▶ **TESTO FORNITO**:

Aumento dell’1%. Nessuna novità per gli altri lavoratori. In base a quanto programmato nel passato:
a) i lavoratori «esclusivi», per i quali dal 1° gennaio 2015 l’aliquota contributiva è già salita di 2 punti percentuali portandosi al 30,72% (30% destinato alla pensione e l’ulteriore 0,72% alle tutele di malattia, maternità e assegni familiari), dal 1° gennaio 2016 devono pagare il 31,72% con un incremento dell’aliquota contributiva, quindi, dell’1% tutto destinato alla pensione;
b) i lavoratori non «esclusivi», per i quali dal 1° gennaio 2015 l’aliquota contributiva è già salita di un punto e mezzo percentuale portandosi al 23,50% (destinato tutto alla pensione), dal 1° gennaio 2016 devono pagare il 24% con un ulteriore incremento dell’aliquota contributiva, quindi, di mezzo punto percentuale tutto destinato alla pensione.
La ripartizione dell’onere. Resta confermato che l’onere contributivo sia sostenuto non solo dal collaboratore, ma anche dal committente. In particolare, per le collaborazioni coordinate e continuative pure e per i venditori porta a porta, sia abituali sia occasionali, è prevista la ripartizione del contributo in misura pari a 1/3 a carico del collaboratore e di 2/3 a carico del committente, che è obbligato ai versamenti.
Fa eccezione il rapporto di associazione in partecipazione, per il quale è previsto invece che il contributo sia ripartito nella misura del 55 per cento a carico dell’associante e del 45 per cento a carico dell’associato. E fanno eccezione anche i lavoratori autonomi/professionisti titolari di partita Iva i quali, infatti, applicano una rivalsa in fattura, a carico del cliente, del 4% caricandosi di tutto il resto dell’onere contributivo (e sono loro stessi obbligati a effettuare i versamenti).
Il compenso minimo. Per l’anno 2016, l’importo minimo di contributi che il lavoratore iscritto alla Gestione separata deve pagare per avere un anno o un mese di «accredito contributivo» sale rispettivamente a:
- euro 4.317,67 (4.205,52 ai fini pensionistici) se paga l’aliquota del 27,72% (professionisti senza cassa);
- euro 4.940,71 (4.828,56 euro ai fini pensionistici) se paga l’aliquota del 31,72%;
- euro 3.738,24 (tutto a fini pensionistici) se paga l’aliquota del 24%.

▶ **COSA FARE 1**: Cita il tratto del testo sui contributi che va da "Fa eccezione il" fino a "effettuare i versamenti).".
▶ **COSA FARE 2**: Secondo il testo sui contributi, che aliquota devono pagare dal 1° gennaio 2016 i lavoratori non «esclusivi»?
Le voci non hanno niente a che fare con il testo sui contributi.

▶ **VOCI FORNITE**:

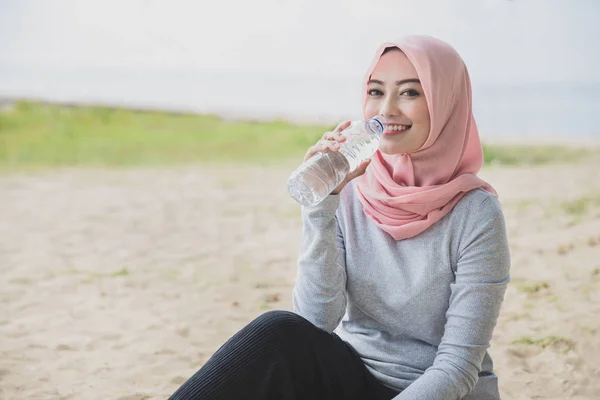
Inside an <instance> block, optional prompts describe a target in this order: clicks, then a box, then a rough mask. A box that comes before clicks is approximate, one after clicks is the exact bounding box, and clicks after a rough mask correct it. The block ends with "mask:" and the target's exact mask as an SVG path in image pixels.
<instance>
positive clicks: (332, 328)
mask: <svg viewBox="0 0 600 400" xmlns="http://www.w3.org/2000/svg"><path fill="white" fill-rule="evenodd" d="M302 217H303V226H304V227H303V233H302V241H301V254H300V258H299V262H298V274H297V278H296V282H295V285H294V290H293V301H294V310H295V312H296V313H298V314H300V315H302V316H303V317H305V318H306V319H308V320H309V321H311V322H312V323H313V324H315V325H316V326H317V327H319V328H321V329H324V330H326V331H328V332H332V331H335V333H336V334H337V335H339V336H340V337H341V338H342V339H343V340H345V341H347V342H349V343H350V344H351V345H352V346H353V347H354V348H355V349H356V351H357V352H358V353H359V354H360V356H361V358H362V360H363V362H364V363H365V365H366V366H367V368H368V370H369V371H370V372H371V373H372V374H373V375H374V376H375V377H376V378H378V379H379V380H380V381H381V382H382V383H383V384H385V385H386V386H389V387H391V388H394V389H397V390H402V392H401V393H400V394H399V395H398V396H397V397H395V399H396V400H404V399H420V400H434V399H435V400H454V399H471V400H474V399H477V400H497V399H499V398H500V396H499V394H498V380H497V377H496V375H495V374H494V372H493V365H492V360H491V358H490V356H489V354H488V352H487V349H488V348H489V346H490V340H491V337H492V331H493V329H494V327H495V325H496V320H497V317H498V313H499V310H500V305H501V303H502V301H503V298H504V292H505V290H506V286H507V284H508V282H509V268H510V257H509V250H508V243H507V237H506V227H505V221H504V216H503V214H502V209H501V207H500V203H499V201H498V199H497V198H496V197H494V196H493V195H491V194H489V193H488V192H486V191H483V190H480V189H477V190H473V191H471V192H469V193H468V194H466V195H465V196H464V197H463V198H462V199H461V201H460V202H459V203H458V204H457V205H456V206H455V207H454V209H453V210H452V211H451V212H450V213H449V214H448V215H446V216H445V217H444V218H442V219H441V220H440V221H438V222H436V223H435V224H434V225H432V226H431V227H430V228H429V229H428V230H426V231H425V232H423V233H421V234H419V235H418V236H416V237H413V238H410V239H404V240H400V241H396V240H394V239H393V238H392V237H391V236H390V235H389V234H387V233H386V232H384V231H382V230H381V229H380V228H378V227H377V226H376V225H375V224H374V223H373V222H372V221H371V220H370V219H369V218H368V217H367V216H365V214H364V213H363V210H362V204H361V203H360V202H359V201H358V199H357V198H356V194H355V190H354V186H353V185H352V182H351V184H350V185H348V186H347V187H346V188H345V189H344V190H343V191H342V193H341V194H340V195H331V196H328V197H327V198H326V199H325V200H324V201H323V202H322V203H321V204H319V205H317V206H314V207H309V208H303V210H302Z"/></svg>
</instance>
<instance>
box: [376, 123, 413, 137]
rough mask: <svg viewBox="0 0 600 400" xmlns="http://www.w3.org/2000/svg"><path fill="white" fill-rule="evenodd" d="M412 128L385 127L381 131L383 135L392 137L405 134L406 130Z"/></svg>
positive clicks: (401, 126)
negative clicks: (382, 131)
mask: <svg viewBox="0 0 600 400" xmlns="http://www.w3.org/2000/svg"><path fill="white" fill-rule="evenodd" d="M411 127H412V125H401V124H398V125H392V124H390V125H386V126H385V130H384V131H383V134H384V135H394V134H397V133H402V132H406V131H407V130H409V129H410V128H411Z"/></svg>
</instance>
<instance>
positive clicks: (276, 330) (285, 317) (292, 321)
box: [250, 310, 312, 338]
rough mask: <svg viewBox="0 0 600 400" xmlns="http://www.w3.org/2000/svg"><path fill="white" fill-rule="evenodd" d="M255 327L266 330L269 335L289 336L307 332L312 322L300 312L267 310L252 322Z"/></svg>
mask: <svg viewBox="0 0 600 400" xmlns="http://www.w3.org/2000/svg"><path fill="white" fill-rule="evenodd" d="M250 325H251V326H252V327H253V328H254V329H260V330H261V331H264V333H266V334H267V335H268V336H281V337H284V338H288V337H290V336H295V334H296V333H301V332H305V331H306V330H307V328H310V327H311V325H312V324H311V323H310V322H309V321H308V320H306V319H305V318H303V317H301V316H300V315H298V314H295V313H293V312H290V311H283V310H273V311H267V312H265V313H263V314H261V315H259V316H258V317H256V319H254V321H252V322H251V323H250Z"/></svg>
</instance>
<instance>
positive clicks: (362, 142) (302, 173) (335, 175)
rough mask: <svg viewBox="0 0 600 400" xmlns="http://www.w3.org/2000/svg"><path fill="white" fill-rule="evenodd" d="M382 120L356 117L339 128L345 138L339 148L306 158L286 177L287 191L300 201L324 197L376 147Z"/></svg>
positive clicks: (352, 170)
mask: <svg viewBox="0 0 600 400" xmlns="http://www.w3.org/2000/svg"><path fill="white" fill-rule="evenodd" d="M384 124H385V121H384V120H383V118H381V117H374V118H371V119H369V120H368V121H355V122H352V124H351V125H350V126H349V127H348V128H346V129H344V130H343V131H342V135H344V136H346V138H347V139H346V140H345V141H344V142H342V143H340V149H339V150H338V151H326V152H319V153H317V154H315V155H314V156H313V157H311V158H309V159H308V160H306V161H305V162H304V163H303V164H302V165H300V167H298V169H296V170H295V171H294V172H293V173H292V174H291V176H290V178H289V179H288V192H289V193H290V195H291V196H292V197H293V198H294V199H295V200H296V201H297V202H298V203H300V204H301V205H303V206H306V207H310V206H314V205H317V204H319V203H320V202H321V201H323V200H324V199H325V198H326V197H327V196H328V195H329V194H330V193H331V192H332V191H333V189H335V188H336V187H338V186H339V185H340V184H341V183H342V181H343V180H344V178H346V175H348V174H349V173H350V172H352V171H354V170H355V169H356V168H357V167H358V166H359V165H360V164H361V163H362V162H363V161H365V160H366V159H368V158H371V156H372V155H373V154H374V153H375V151H377V148H378V147H379V139H380V137H381V134H382V133H383V129H384Z"/></svg>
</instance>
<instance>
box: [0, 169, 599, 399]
mask: <svg viewBox="0 0 600 400" xmlns="http://www.w3.org/2000/svg"><path fill="white" fill-rule="evenodd" d="M599 167H600V161H598V163H596V164H594V163H589V164H585V165H578V166H574V165H560V166H558V165H556V166H549V167H535V168H533V167H527V168H505V167H492V168H489V169H486V170H485V171H484V172H483V174H482V175H483V176H484V177H485V178H487V179H488V180H490V181H491V182H492V183H493V184H494V185H495V186H496V188H497V189H498V191H499V192H500V193H501V195H502V196H501V200H502V203H503V207H504V210H505V214H506V218H507V222H508V227H509V233H510V243H511V251H512V260H513V268H512V283H511V285H510V287H509V290H508V291H507V294H506V301H505V303H504V306H503V309H502V313H501V317H500V320H499V322H498V326H497V328H496V330H495V336H494V340H493V343H492V348H491V353H492V356H493V358H494V360H495V363H496V367H497V373H498V374H499V375H500V378H501V391H502V393H503V399H599V398H600V340H599V339H598V338H599V336H600V179H598V177H597V172H598V169H599ZM291 169H292V166H289V167H288V166H286V167H255V168H241V167H227V168H216V167H201V166H198V167H186V168H171V169H168V168H165V169H133V170H127V171H117V170H109V171H107V170H86V169H77V170H59V171H45V172H36V173H27V174H25V173H22V174H8V175H2V176H0V193H1V196H0V220H1V221H2V222H1V224H0V268H1V269H0V271H1V276H0V398H2V399H86V400H87V399H92V400H93V399H119V400H134V399H164V398H166V397H168V395H169V394H170V393H172V392H173V391H174V390H175V389H176V388H177V387H178V386H179V385H180V384H181V383H182V382H183V381H184V380H185V379H186V378H187V377H189V376H190V375H191V374H192V373H193V372H195V371H196V370H197V369H198V367H199V366H201V365H202V363H203V362H204V361H206V360H207V359H208V358H209V357H210V355H211V354H212V353H213V352H214V351H215V350H216V349H217V348H218V347H219V346H220V344H221V343H222V342H224V341H225V340H226V339H227V338H228V337H230V336H231V335H232V334H233V333H234V332H236V331H237V330H238V329H240V328H241V327H242V326H243V325H244V324H246V323H247V322H249V321H250V320H251V319H253V318H254V317H256V316H257V315H258V314H260V313H262V312H264V311H265V310H269V309H291V307H292V306H291V287H292V283H293V279H294V275H295V268H296V266H295V260H296V257H297V254H298V246H299V234H300V228H301V224H300V220H299V208H298V206H297V205H296V204H295V203H293V201H292V200H291V199H289V198H288V196H287V194H286V192H285V180H286V177H287V174H288V173H289V172H290V171H291ZM569 202H570V203H569ZM568 204H570V205H571V207H570V208H569V207H567V205H568Z"/></svg>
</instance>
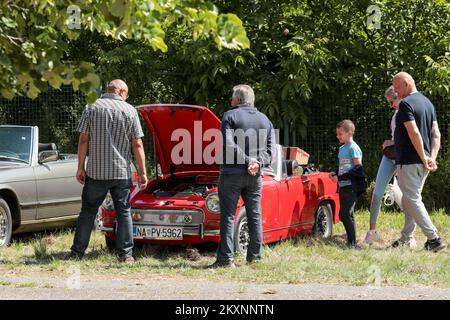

▶ **RISPOSTA 1**:
Fa eccezione il rapporto di associazione in partecipazione, per il quale è previsto invece che il contributo sia ripartito nella misura del 55 per cento a carico dell’associante e del 45 per cento a carico dell’associato. E fanno eccezione anche i lavoratori autonomi/professionisti titolari di partita Iva i quali, infatti, applicano una rivalsa in fattura, a carico del cliente, del 4% caricandosi di tutto il resto dell’onere contributivo (e sono loro stessi obbligati a effettuare i versamenti).

▶ **RISPOSTA 2**: Il 24%.